Photo object pointing records

------------------------------------------------------------

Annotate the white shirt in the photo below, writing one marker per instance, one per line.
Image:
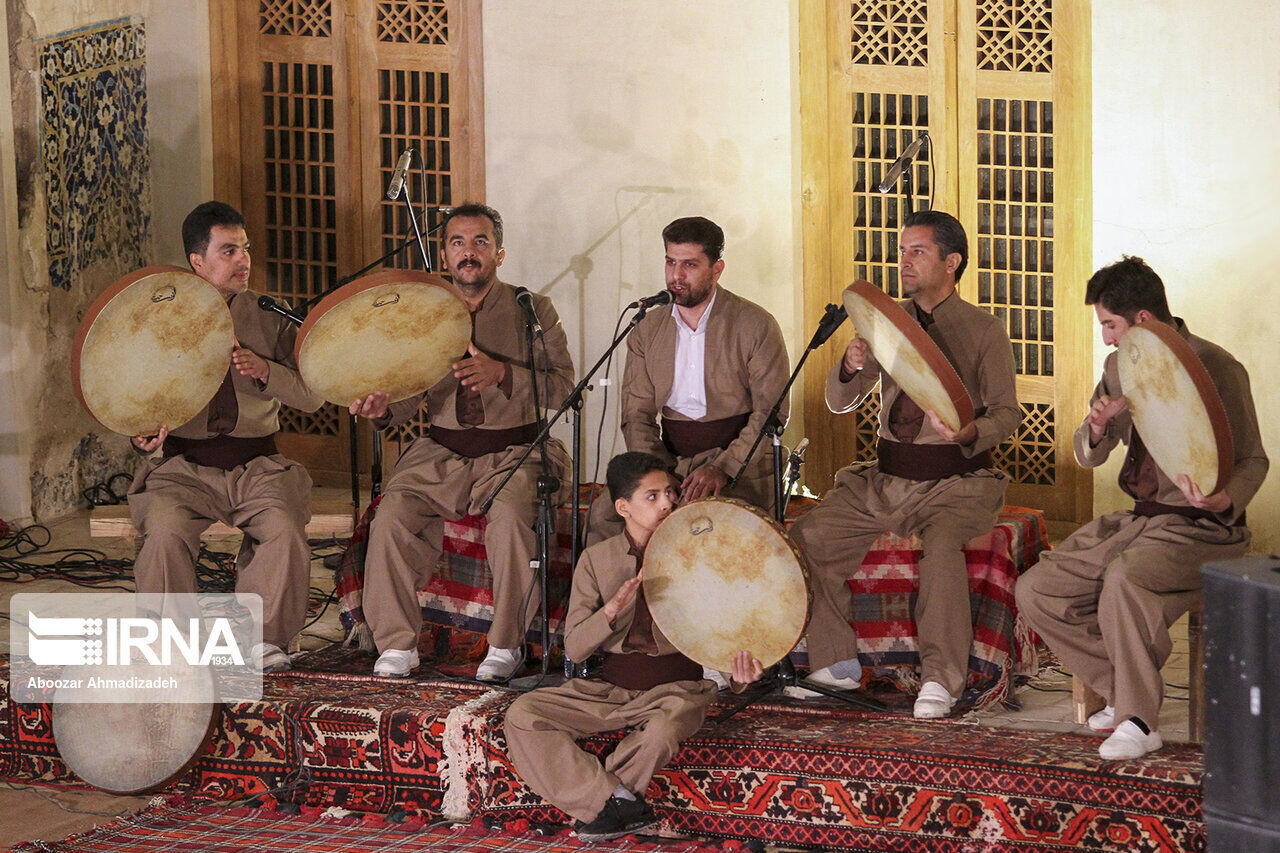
(689, 383)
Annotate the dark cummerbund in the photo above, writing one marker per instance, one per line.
(481, 442)
(691, 437)
(1150, 509)
(220, 451)
(927, 461)
(640, 671)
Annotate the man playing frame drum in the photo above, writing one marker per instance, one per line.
(481, 418)
(223, 463)
(929, 478)
(647, 684)
(1105, 598)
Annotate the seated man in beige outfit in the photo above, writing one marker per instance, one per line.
(481, 419)
(223, 465)
(1105, 598)
(647, 684)
(927, 479)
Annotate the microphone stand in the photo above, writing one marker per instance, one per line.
(574, 400)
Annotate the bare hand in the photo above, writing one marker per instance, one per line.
(625, 596)
(746, 669)
(479, 370)
(373, 406)
(1215, 502)
(250, 364)
(1101, 413)
(965, 436)
(708, 479)
(855, 355)
(149, 443)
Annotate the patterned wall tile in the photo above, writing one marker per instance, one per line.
(95, 149)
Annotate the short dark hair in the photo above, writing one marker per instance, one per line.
(627, 469)
(947, 233)
(199, 224)
(475, 209)
(696, 229)
(1128, 286)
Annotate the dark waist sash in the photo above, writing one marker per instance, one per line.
(927, 461)
(1150, 509)
(481, 442)
(691, 437)
(640, 671)
(220, 451)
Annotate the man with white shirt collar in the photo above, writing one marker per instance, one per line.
(700, 378)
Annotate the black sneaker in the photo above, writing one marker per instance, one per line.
(617, 819)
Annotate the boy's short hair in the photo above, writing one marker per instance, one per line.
(627, 469)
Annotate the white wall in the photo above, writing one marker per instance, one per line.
(1187, 174)
(606, 121)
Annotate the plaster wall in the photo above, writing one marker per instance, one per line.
(1187, 174)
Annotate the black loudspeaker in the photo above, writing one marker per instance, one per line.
(1242, 714)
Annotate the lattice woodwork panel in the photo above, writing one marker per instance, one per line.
(295, 18)
(883, 126)
(414, 22)
(300, 192)
(414, 110)
(1015, 35)
(890, 32)
(324, 422)
(1029, 456)
(1015, 226)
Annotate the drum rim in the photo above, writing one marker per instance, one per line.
(1207, 391)
(928, 349)
(100, 304)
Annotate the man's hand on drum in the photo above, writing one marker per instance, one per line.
(250, 364)
(1101, 413)
(479, 370)
(1215, 502)
(967, 434)
(149, 443)
(625, 596)
(708, 479)
(746, 669)
(373, 406)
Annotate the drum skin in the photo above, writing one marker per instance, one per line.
(152, 350)
(1175, 406)
(721, 576)
(908, 354)
(393, 331)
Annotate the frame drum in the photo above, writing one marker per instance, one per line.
(721, 576)
(152, 350)
(1175, 406)
(908, 354)
(394, 331)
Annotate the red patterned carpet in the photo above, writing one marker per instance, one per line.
(812, 775)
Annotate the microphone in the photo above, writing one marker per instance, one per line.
(526, 301)
(268, 304)
(661, 297)
(828, 324)
(903, 162)
(397, 183)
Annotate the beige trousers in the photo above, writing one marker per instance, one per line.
(837, 533)
(433, 484)
(542, 728)
(172, 501)
(1105, 598)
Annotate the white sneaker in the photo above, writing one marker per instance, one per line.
(933, 702)
(501, 664)
(396, 662)
(1104, 720)
(268, 658)
(1129, 742)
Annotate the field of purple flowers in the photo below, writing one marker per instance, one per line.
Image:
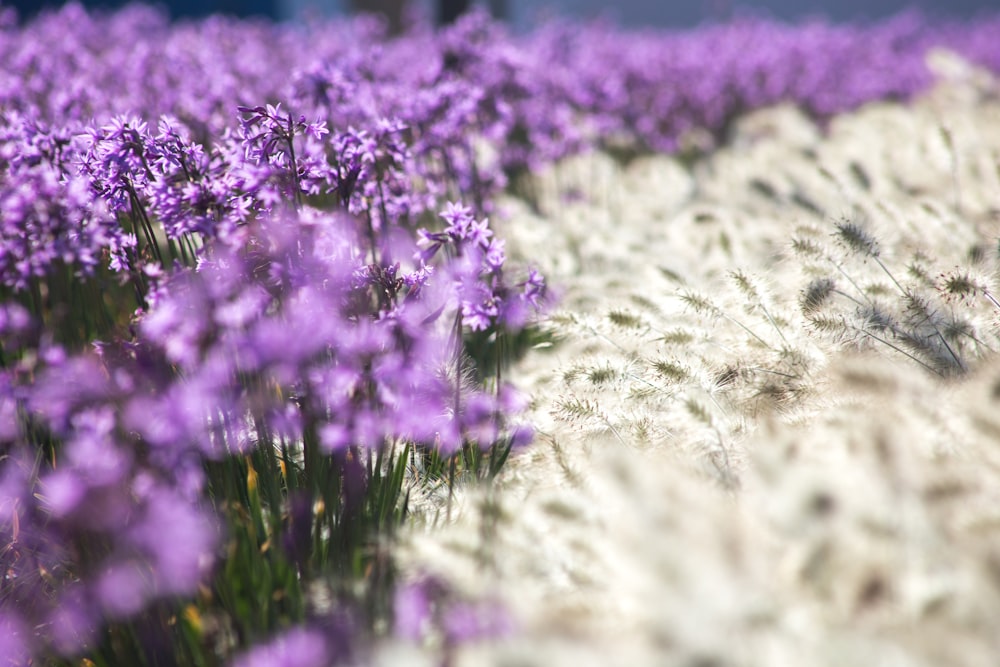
(251, 300)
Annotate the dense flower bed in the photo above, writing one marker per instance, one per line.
(251, 298)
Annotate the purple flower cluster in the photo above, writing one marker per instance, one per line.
(277, 209)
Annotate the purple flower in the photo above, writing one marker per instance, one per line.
(298, 647)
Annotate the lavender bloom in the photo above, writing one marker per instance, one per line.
(299, 647)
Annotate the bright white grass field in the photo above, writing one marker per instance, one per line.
(729, 475)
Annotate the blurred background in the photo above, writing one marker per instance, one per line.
(522, 14)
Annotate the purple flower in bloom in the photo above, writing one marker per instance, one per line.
(298, 647)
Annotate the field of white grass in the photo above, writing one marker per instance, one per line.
(769, 427)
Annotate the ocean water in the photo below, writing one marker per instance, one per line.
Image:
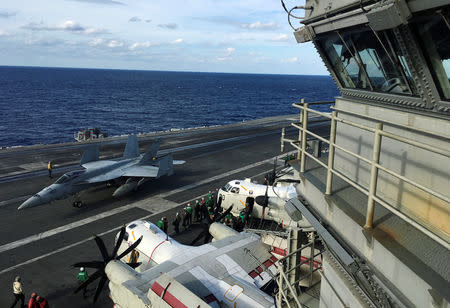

------------------------------------------------------------

Task — Your task is to give again, unchanged, the lines from the line that contains "Annotate the purple flower in the" to the end of the records. Include both end lines but no pictures.

The response —
Annotate the purple flower in the photo above, writing one marker per instance, one per line.
(298, 647)
Annotate the lavender bloom in the photo above, writing one marker per instance, one per line.
(299, 647)
Annotate the bright white grass field in the photo above, writing one marker per instance, one per line.
(729, 475)
Annotate the blurred background in the photo above, writing one marker per instance, one per line.
(522, 14)
Annotate the purple flower in bloom in the photo above, writing one marker per instance, one per line.
(298, 647)
Annotate the field of white grass in the photo above, writing one marker per instance, one per line.
(769, 427)
Annotate the ocean water in the photo below, writing one marker per instance, one per line.
Image:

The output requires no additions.